# [Task requirements]
From the line containing "of the window" to the end of the listing, write out every line exactly; leave out everything else.
--- --- ---
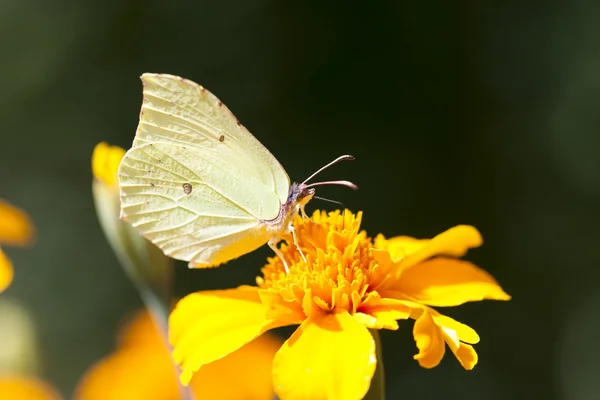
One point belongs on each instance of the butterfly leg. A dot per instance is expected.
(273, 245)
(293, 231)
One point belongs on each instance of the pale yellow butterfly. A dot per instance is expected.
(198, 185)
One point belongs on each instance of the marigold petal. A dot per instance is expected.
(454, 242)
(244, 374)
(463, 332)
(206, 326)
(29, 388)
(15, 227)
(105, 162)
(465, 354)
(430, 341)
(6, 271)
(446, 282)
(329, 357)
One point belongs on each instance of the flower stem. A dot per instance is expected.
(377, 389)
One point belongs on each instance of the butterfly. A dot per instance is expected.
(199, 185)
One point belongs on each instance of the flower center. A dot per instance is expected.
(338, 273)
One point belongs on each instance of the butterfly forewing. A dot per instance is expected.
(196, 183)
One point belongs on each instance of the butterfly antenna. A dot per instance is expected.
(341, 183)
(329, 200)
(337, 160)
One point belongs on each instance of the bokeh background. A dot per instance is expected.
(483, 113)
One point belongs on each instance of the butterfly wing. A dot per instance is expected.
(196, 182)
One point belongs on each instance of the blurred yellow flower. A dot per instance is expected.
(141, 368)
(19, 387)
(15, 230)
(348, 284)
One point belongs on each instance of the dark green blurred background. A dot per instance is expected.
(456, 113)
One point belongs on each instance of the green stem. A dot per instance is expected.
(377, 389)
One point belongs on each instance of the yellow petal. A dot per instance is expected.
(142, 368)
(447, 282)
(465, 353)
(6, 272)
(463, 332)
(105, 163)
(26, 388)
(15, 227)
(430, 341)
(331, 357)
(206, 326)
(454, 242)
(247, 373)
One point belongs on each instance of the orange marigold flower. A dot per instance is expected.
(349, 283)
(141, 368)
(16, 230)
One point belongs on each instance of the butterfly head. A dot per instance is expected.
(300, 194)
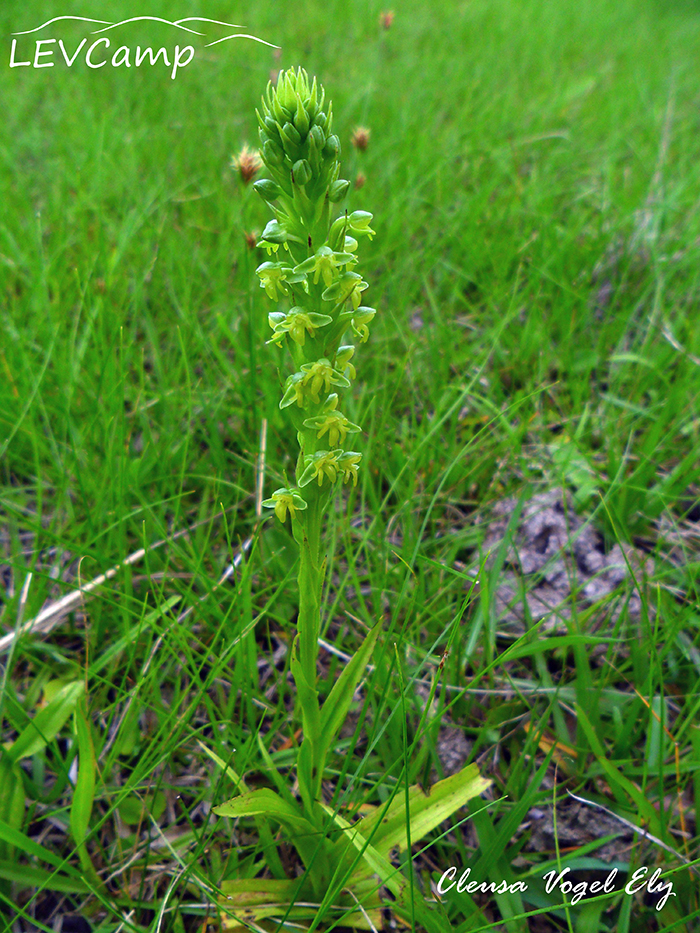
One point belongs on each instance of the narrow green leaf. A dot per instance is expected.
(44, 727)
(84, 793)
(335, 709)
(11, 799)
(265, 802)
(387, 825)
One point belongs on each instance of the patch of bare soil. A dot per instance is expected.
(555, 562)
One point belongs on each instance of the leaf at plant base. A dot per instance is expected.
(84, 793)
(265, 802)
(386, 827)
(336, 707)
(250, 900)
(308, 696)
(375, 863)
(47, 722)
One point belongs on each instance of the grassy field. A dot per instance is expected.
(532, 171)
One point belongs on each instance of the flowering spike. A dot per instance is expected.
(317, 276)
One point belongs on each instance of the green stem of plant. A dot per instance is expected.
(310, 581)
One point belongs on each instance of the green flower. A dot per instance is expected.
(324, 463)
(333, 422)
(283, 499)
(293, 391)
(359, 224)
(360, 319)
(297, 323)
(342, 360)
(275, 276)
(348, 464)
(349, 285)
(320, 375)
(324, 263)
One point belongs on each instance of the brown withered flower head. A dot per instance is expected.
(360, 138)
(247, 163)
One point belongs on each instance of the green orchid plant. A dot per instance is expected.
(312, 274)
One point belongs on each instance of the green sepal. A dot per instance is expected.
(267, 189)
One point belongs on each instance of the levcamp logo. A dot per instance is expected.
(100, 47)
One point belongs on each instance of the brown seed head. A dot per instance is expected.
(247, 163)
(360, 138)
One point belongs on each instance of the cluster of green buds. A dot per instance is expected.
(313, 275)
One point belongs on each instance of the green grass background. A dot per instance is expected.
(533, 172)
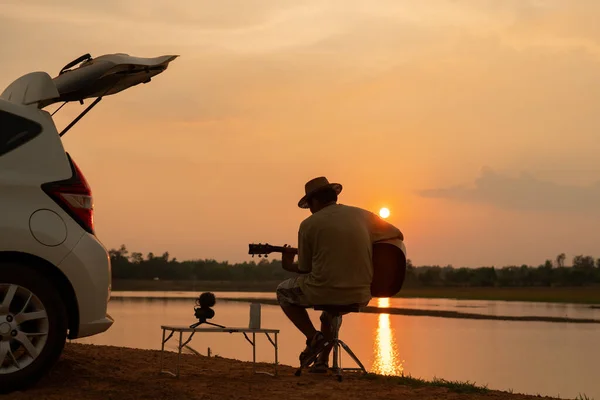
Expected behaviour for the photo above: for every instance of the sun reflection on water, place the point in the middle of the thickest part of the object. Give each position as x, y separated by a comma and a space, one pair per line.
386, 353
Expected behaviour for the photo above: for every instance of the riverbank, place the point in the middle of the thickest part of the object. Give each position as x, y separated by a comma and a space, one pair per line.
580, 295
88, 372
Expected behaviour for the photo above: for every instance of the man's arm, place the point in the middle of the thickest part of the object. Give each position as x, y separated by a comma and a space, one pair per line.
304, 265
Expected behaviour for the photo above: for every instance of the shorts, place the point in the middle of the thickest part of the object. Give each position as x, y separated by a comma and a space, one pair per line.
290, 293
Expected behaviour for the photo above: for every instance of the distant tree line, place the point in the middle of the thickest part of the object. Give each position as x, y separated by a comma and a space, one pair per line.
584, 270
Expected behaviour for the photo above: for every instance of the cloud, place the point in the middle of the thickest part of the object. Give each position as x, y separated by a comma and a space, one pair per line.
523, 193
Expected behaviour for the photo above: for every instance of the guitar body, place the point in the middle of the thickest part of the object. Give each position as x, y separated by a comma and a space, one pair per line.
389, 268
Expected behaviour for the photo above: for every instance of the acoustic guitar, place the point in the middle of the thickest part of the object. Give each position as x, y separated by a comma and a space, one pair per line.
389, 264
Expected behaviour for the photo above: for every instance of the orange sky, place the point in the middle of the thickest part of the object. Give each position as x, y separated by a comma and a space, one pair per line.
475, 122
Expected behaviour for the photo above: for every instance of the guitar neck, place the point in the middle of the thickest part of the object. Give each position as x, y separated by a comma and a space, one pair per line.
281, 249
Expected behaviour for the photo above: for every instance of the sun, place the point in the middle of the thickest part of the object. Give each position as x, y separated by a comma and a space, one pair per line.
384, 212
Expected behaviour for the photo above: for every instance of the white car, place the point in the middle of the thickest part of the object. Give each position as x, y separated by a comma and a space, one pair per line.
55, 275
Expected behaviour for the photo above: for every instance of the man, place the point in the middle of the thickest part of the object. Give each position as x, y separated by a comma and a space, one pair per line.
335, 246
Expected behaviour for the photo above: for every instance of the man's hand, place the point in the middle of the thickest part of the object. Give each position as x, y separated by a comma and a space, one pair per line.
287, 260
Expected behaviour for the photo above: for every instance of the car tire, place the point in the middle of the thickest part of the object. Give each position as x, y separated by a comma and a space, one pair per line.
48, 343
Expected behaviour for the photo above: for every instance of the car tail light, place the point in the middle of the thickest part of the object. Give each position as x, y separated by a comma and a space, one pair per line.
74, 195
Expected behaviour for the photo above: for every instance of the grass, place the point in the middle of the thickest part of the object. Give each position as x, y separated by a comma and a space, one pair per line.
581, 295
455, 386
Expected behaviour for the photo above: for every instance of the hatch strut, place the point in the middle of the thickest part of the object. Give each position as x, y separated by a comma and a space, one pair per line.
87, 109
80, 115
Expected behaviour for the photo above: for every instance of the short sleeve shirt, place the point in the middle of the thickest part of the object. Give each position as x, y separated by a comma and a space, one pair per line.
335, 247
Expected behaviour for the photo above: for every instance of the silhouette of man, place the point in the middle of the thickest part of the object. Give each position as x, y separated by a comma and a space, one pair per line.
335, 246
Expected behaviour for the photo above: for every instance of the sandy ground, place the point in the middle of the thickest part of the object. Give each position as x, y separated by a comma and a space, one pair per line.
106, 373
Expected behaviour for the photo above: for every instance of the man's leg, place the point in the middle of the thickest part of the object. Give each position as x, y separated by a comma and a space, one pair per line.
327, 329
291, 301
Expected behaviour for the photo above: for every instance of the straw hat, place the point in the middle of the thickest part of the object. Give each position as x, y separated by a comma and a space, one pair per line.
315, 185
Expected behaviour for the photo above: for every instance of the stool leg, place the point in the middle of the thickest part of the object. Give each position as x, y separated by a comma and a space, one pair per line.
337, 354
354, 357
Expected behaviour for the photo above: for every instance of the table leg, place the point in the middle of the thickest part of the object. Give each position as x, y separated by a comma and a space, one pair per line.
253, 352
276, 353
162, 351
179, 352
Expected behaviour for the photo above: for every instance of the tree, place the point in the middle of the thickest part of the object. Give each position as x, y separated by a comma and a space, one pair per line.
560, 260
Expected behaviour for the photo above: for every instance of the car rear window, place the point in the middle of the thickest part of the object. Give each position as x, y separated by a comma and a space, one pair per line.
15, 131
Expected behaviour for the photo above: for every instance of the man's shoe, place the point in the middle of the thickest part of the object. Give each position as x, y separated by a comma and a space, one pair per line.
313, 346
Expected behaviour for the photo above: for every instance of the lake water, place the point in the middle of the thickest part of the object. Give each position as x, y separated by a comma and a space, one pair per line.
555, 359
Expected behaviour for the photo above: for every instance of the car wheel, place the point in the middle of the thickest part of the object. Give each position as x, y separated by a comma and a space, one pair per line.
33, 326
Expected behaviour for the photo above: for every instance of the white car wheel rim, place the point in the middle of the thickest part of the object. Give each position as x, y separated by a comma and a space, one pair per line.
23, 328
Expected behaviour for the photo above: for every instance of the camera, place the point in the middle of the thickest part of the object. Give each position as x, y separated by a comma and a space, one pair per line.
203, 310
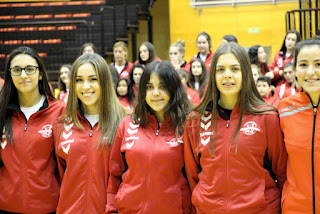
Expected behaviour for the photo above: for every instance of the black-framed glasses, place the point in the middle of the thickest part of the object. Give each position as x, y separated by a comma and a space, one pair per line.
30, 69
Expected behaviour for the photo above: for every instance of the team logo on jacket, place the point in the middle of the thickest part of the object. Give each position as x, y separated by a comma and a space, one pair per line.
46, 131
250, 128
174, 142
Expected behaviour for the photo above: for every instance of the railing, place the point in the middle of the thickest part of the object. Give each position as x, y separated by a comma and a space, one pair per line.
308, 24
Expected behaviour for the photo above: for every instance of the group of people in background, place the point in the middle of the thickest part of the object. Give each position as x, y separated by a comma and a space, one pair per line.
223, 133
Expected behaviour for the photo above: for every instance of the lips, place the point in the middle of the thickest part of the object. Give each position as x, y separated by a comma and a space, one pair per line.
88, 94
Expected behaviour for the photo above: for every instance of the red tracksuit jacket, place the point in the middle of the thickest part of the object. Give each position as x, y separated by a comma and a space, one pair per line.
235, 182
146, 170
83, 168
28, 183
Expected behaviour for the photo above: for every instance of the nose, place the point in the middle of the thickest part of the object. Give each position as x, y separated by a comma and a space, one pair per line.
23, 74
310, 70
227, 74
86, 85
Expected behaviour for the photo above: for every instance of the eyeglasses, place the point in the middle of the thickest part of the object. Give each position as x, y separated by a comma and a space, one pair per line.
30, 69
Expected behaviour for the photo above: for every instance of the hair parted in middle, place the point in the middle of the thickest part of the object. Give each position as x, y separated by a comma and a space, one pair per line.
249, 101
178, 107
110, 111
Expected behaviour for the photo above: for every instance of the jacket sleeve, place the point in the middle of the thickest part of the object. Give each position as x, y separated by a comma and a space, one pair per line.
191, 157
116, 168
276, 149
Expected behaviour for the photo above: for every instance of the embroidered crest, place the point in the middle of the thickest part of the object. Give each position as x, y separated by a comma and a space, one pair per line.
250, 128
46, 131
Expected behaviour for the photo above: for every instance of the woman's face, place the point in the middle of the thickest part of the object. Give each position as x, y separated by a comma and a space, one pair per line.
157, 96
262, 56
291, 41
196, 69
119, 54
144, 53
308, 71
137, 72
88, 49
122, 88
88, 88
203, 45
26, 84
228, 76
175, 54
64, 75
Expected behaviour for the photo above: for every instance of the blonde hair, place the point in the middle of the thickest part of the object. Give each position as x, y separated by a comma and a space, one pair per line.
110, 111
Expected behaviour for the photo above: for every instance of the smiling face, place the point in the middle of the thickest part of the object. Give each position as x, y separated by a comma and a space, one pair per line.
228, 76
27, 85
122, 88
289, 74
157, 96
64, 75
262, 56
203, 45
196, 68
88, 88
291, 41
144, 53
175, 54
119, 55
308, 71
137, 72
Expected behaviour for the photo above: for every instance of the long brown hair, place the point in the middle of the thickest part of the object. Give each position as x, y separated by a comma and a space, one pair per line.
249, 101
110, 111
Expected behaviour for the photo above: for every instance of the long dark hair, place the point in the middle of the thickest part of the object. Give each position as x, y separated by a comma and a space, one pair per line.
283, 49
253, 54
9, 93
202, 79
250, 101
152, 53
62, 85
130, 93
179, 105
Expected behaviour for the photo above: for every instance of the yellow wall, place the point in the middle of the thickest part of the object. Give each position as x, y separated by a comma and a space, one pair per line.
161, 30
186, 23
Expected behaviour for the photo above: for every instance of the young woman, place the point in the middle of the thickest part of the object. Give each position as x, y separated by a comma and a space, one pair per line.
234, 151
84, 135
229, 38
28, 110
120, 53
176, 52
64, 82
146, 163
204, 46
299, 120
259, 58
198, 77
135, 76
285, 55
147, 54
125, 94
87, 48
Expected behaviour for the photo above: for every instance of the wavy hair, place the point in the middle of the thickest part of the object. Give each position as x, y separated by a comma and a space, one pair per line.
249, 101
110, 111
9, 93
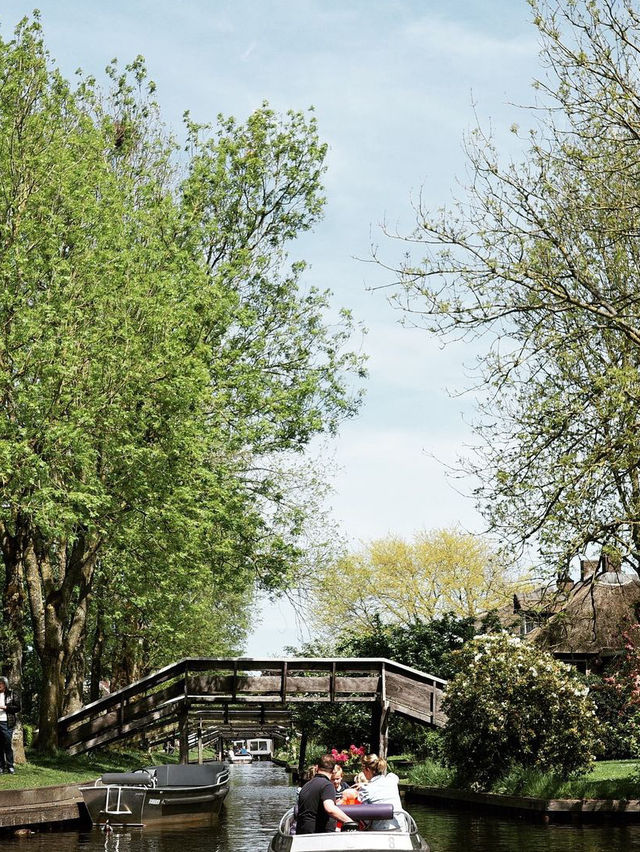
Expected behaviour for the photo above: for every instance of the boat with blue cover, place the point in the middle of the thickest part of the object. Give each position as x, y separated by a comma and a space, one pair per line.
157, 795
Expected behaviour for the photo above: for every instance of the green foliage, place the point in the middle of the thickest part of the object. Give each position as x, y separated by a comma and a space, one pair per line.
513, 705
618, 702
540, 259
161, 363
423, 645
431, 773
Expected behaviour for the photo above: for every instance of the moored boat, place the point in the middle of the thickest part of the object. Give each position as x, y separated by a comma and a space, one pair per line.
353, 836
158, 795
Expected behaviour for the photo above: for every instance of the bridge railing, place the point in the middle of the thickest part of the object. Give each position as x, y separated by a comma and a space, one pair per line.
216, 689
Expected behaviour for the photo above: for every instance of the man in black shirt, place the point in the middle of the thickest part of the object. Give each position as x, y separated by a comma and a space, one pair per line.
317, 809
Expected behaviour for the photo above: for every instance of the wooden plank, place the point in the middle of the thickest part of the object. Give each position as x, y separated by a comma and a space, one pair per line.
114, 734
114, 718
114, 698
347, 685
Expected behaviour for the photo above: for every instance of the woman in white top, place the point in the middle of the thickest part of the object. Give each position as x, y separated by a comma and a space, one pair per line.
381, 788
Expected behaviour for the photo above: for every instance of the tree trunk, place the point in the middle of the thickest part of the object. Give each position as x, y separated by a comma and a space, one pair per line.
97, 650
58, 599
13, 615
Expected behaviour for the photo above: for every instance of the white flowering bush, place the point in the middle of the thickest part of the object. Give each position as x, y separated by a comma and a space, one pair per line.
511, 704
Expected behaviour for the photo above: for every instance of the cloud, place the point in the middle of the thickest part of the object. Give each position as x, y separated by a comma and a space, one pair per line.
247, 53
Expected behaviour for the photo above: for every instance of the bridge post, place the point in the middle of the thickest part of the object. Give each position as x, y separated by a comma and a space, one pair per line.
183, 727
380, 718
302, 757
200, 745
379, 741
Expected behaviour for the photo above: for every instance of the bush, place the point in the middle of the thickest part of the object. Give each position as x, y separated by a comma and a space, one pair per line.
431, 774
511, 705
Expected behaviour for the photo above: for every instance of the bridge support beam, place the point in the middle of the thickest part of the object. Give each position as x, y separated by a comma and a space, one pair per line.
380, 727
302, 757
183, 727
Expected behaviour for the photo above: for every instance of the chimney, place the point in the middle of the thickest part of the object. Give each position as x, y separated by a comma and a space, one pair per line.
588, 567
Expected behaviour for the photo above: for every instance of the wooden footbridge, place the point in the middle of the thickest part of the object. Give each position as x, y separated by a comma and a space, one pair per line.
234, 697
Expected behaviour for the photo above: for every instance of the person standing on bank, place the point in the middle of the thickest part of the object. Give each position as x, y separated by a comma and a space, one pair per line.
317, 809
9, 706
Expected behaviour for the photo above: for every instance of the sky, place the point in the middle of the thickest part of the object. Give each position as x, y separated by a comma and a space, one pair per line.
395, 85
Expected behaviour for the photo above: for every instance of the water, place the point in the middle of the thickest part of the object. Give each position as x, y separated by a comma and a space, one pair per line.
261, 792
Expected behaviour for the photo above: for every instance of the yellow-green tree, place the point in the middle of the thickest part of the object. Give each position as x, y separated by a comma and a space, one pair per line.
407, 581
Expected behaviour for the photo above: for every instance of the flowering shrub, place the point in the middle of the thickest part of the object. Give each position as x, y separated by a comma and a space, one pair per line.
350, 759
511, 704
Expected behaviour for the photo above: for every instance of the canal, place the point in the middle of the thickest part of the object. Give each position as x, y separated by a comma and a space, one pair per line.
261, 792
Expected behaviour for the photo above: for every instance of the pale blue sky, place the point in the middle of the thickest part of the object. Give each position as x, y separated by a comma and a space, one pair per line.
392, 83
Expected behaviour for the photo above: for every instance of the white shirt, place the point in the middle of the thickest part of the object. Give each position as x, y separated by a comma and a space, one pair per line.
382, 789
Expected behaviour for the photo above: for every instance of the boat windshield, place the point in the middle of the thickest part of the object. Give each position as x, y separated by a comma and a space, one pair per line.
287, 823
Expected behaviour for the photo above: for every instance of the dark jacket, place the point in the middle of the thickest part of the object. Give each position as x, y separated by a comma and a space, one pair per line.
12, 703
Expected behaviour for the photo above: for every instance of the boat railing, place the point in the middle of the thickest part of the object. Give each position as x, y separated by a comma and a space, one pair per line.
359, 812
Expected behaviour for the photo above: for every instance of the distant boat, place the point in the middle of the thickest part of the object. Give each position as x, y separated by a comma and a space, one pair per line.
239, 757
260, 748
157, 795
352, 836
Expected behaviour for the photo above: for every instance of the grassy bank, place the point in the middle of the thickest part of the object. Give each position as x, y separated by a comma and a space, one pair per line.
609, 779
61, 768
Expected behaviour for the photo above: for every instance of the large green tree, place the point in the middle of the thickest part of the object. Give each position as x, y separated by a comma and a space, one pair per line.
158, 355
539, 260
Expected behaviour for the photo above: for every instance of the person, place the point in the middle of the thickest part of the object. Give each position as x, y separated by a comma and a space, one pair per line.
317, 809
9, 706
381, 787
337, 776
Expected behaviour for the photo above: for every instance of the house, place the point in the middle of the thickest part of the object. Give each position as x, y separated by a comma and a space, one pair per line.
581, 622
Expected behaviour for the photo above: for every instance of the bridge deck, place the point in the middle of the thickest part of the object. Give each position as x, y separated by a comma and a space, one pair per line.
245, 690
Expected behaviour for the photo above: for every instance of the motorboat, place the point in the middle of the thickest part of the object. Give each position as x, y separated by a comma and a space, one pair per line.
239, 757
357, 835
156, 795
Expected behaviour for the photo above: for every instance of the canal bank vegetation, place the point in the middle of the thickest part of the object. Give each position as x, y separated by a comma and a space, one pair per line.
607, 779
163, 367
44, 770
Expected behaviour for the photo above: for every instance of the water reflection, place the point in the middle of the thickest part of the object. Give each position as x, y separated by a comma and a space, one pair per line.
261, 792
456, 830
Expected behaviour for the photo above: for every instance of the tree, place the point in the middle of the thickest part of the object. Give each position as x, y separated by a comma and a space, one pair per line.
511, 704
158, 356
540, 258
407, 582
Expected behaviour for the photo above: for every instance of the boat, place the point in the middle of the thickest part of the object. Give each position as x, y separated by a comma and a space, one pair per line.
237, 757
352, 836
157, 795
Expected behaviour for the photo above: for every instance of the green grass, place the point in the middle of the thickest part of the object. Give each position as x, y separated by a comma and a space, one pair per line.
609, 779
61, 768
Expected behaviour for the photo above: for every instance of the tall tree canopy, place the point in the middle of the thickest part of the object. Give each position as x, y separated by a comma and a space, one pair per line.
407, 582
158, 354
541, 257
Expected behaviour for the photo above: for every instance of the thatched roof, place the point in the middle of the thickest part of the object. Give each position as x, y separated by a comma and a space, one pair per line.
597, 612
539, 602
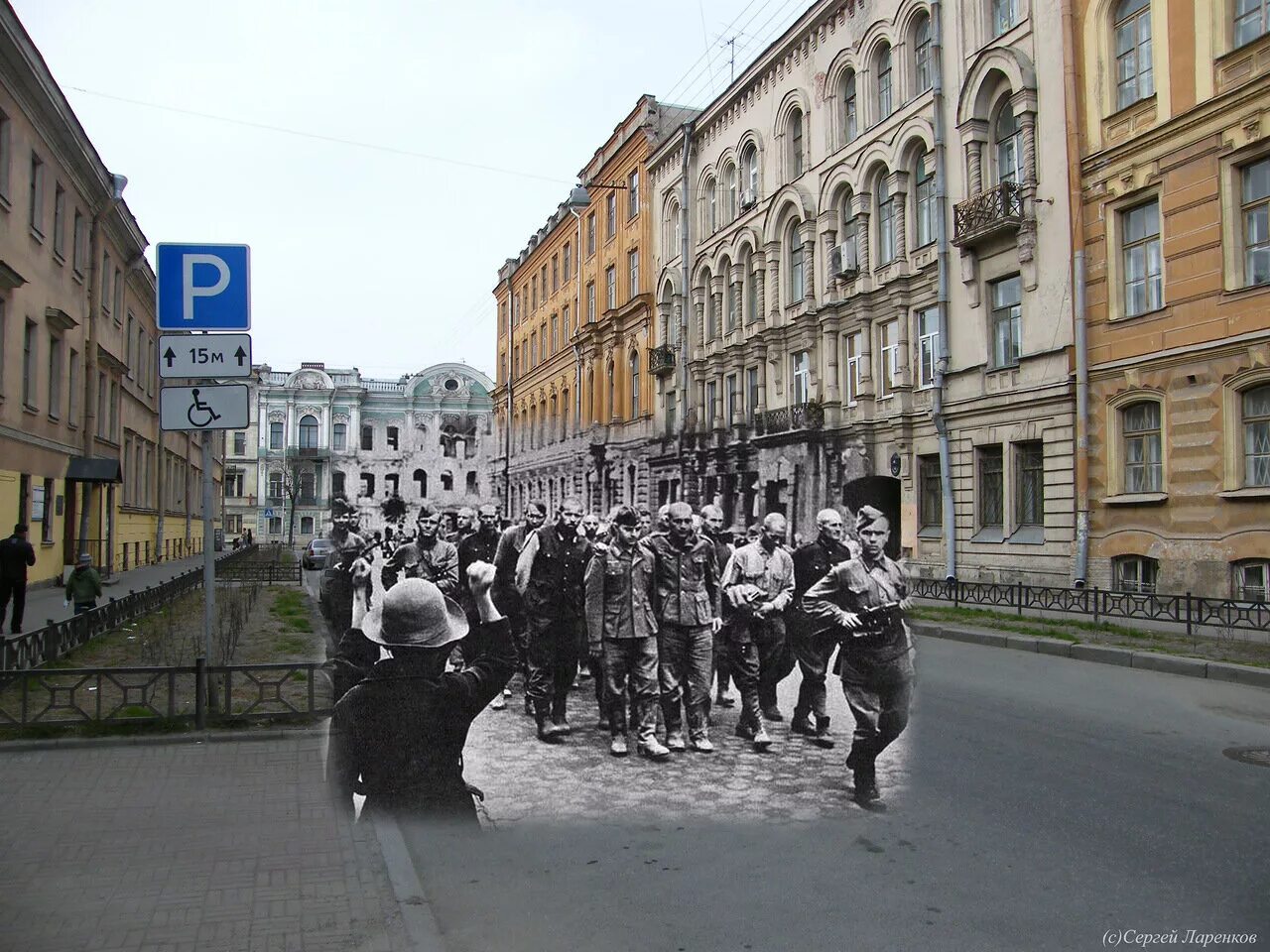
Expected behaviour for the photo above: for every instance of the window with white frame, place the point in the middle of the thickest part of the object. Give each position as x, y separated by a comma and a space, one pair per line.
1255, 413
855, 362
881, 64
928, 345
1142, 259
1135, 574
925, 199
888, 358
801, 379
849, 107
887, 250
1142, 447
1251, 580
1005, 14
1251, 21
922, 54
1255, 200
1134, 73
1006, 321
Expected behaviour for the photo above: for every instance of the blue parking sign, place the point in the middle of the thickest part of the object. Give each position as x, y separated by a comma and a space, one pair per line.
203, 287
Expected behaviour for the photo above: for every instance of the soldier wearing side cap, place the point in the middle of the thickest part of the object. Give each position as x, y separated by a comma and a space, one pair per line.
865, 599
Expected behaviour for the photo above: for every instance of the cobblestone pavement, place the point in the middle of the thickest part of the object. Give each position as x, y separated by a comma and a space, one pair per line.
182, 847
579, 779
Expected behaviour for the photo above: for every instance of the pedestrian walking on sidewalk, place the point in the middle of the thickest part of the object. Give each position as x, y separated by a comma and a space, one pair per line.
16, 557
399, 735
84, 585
--- --- ---
# [Final answer]
Expected behaviour for the photo above: for every instance of the window with white frame, place the point in the middle of the thickest part of the object. Give each position as x, y separated by a comma and a space, one pair per line.
1255, 413
855, 362
881, 64
928, 345
1142, 259
1135, 574
925, 199
888, 358
801, 379
849, 107
887, 250
1142, 447
1251, 580
1005, 14
1251, 21
922, 54
1255, 200
1134, 73
1006, 321
Expected behaviour for the photo above: for every instance of the blue parking sign, place the point in the middle of the thickest part of the object. Give each position as x, y separated by a comma and a space, one pair per line.
203, 287
Expected behaviour for the photo above: for every instance of the soldier wearing side cap, place the point in the middle of the thickest part of the object. Give each position as x, y separated by a comma and a space, one pair per line.
865, 599
Expected behaviour for the photo above: for every instance of the cobblestone pavement, place the point in the middle of the thickest part of the object. Give each position as x, y separated by a comma and a space, one pair per line.
182, 847
579, 779
Expected behaviour for the photo above: for every instance of the pedestrian walking on sidewalk, place the point in the middle of the thickest part of the object. Give each position as x, y separated by a comma and a space, one pair per line.
16, 557
399, 735
84, 585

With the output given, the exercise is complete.